--- Start Source data ---
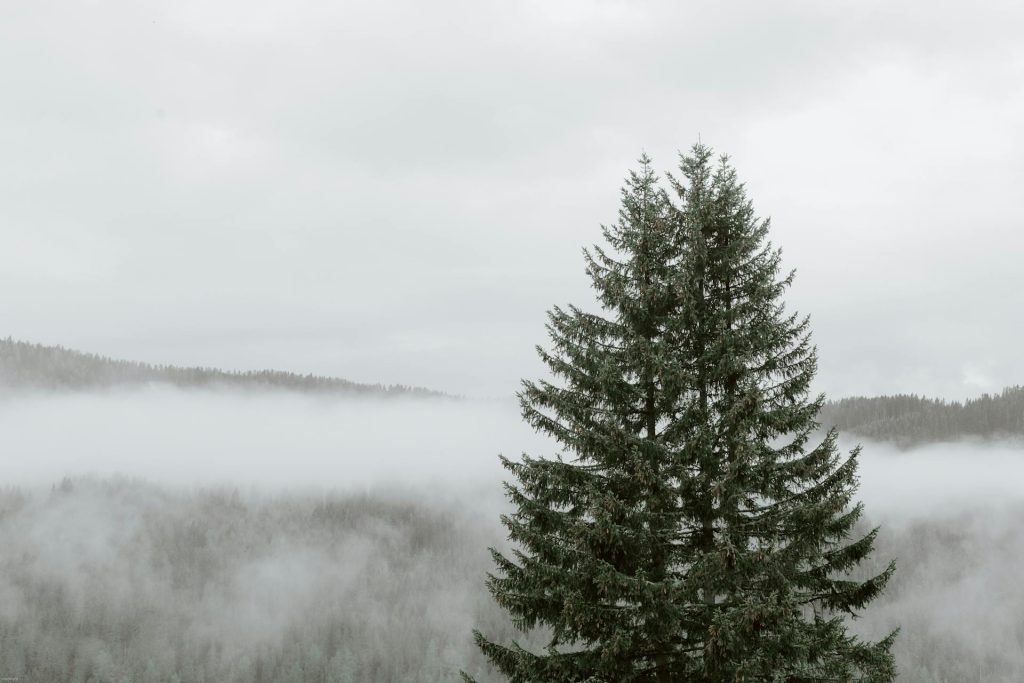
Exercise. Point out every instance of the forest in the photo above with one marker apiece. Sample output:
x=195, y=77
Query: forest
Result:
x=25, y=365
x=909, y=420
x=119, y=581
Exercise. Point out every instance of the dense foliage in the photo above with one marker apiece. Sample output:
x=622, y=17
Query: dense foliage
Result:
x=35, y=366
x=690, y=531
x=122, y=582
x=118, y=582
x=909, y=420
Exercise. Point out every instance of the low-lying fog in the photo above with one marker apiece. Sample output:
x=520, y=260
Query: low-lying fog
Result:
x=280, y=537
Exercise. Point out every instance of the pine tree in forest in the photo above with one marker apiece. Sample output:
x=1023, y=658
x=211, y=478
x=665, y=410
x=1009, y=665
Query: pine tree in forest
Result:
x=691, y=530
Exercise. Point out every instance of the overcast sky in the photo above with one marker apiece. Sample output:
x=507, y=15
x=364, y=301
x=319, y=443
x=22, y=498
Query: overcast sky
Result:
x=396, y=191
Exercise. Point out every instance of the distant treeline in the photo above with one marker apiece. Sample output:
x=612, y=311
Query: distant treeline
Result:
x=34, y=366
x=908, y=420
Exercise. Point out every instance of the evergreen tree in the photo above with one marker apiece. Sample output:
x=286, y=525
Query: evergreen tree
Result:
x=691, y=532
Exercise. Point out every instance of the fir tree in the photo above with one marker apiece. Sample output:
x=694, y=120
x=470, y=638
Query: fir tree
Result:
x=690, y=532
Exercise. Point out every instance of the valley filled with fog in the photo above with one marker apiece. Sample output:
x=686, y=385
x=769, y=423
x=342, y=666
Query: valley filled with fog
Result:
x=155, y=532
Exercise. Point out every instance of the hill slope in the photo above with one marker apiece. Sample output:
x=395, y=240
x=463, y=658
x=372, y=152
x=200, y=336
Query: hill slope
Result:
x=908, y=420
x=34, y=366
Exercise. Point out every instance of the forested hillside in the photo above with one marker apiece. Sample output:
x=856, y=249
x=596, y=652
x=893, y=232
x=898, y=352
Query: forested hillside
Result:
x=910, y=420
x=34, y=366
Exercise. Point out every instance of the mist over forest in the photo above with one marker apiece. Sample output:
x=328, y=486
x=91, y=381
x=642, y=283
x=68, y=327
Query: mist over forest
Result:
x=552, y=341
x=165, y=534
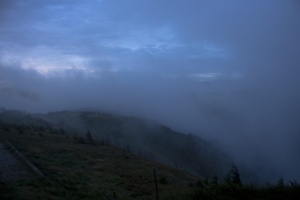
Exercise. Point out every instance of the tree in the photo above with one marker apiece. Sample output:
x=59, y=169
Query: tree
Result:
x=89, y=138
x=233, y=176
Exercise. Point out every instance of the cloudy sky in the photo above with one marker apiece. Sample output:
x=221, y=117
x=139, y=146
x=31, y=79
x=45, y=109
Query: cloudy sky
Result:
x=227, y=70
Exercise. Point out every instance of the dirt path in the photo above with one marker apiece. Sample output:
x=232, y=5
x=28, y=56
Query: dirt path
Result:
x=11, y=169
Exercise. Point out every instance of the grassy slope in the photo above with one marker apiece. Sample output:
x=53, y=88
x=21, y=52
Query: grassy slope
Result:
x=83, y=171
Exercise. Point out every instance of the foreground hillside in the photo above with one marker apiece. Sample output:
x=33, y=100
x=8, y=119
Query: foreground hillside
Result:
x=146, y=138
x=76, y=169
x=80, y=167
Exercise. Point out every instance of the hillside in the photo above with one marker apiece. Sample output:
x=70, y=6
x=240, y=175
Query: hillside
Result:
x=144, y=137
x=75, y=169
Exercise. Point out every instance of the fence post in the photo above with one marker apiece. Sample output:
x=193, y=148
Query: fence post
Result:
x=155, y=181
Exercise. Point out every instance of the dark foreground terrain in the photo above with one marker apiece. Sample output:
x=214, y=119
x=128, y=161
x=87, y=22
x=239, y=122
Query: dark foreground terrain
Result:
x=80, y=167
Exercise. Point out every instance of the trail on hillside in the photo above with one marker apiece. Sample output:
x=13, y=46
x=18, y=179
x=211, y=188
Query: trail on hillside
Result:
x=10, y=168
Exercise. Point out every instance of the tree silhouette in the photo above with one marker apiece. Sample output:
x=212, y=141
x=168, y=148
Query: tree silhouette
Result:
x=233, y=177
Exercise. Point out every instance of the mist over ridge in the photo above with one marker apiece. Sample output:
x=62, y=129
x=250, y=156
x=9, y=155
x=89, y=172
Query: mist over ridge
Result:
x=226, y=71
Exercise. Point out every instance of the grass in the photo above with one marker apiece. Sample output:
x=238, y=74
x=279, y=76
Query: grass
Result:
x=84, y=171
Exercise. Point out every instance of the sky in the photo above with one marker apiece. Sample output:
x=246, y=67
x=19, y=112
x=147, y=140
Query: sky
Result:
x=225, y=70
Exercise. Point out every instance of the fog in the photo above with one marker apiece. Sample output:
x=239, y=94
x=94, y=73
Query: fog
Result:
x=227, y=71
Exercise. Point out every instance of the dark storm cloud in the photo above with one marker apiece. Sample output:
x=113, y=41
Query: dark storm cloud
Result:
x=227, y=70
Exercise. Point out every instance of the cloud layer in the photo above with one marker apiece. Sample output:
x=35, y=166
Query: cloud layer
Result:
x=226, y=70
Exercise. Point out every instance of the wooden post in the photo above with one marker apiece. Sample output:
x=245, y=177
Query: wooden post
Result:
x=155, y=181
--- End Source data ---
■ Task instructions: Can you copy out, word for word, the part of the items above that opens with the line containing "Exercise. Point out every instance of the tree silhouette" and closes with the line containing "x=84, y=171", with both of those lines included?

■ Task result:
Exercise. Point out every instance of the tree silhouette in the photo above with one marker apiece. Sample output:
x=212, y=141
x=168, y=148
Query: tree silhouette
Result:
x=233, y=177
Exercise. Point out every instance of the mist over ridge in the photo above with one marker apiece. Sample output:
x=62, y=129
x=250, y=156
x=9, y=155
x=89, y=172
Query: mist over ridge
Result:
x=226, y=71
Exercise. Point out every instance of the grass in the photo above with one marker apiece. Sample output:
x=238, y=74
x=279, y=76
Query: grass
Result:
x=84, y=171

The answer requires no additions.